■ Try it ■
Search the data below, and report every line in which "pink" occurs.
:: Records shown
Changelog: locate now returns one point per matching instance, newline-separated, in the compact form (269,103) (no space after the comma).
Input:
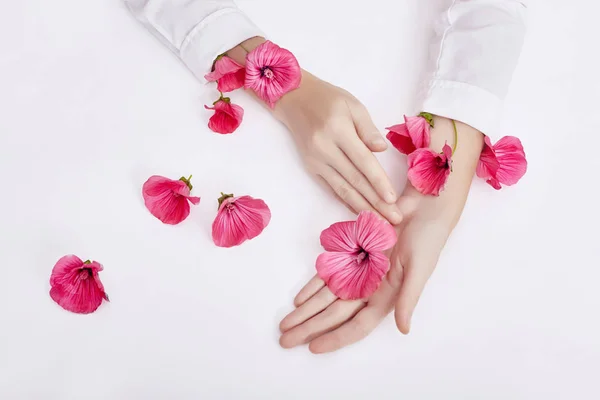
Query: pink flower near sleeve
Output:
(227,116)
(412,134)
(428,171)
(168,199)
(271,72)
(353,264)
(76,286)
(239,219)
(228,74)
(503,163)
::::
:: Records shown
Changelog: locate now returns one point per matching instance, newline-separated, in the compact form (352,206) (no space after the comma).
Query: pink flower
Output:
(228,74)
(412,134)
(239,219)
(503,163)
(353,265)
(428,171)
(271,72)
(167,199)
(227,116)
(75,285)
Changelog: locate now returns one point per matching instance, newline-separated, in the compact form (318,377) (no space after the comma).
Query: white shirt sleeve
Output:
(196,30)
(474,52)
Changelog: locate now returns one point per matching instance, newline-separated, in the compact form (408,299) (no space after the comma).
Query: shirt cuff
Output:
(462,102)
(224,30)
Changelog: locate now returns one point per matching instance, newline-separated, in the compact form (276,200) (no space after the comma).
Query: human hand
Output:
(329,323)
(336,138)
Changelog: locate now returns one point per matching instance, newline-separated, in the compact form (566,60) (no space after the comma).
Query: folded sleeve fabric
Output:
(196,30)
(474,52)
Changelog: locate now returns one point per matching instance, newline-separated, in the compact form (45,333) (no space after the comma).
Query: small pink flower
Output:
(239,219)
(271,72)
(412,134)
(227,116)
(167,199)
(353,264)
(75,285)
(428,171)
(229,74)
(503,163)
::::
:: Records shown
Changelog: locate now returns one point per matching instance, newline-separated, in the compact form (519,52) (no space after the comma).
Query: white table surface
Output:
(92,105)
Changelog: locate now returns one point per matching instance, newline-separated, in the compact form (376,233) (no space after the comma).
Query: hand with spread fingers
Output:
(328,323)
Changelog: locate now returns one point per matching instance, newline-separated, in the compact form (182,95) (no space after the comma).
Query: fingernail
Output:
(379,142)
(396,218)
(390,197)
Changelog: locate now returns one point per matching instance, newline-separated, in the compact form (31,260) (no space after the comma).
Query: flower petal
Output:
::::
■ Response area ■
Query: pink flower near sleeve
Query: pink flower
Query: small pink flower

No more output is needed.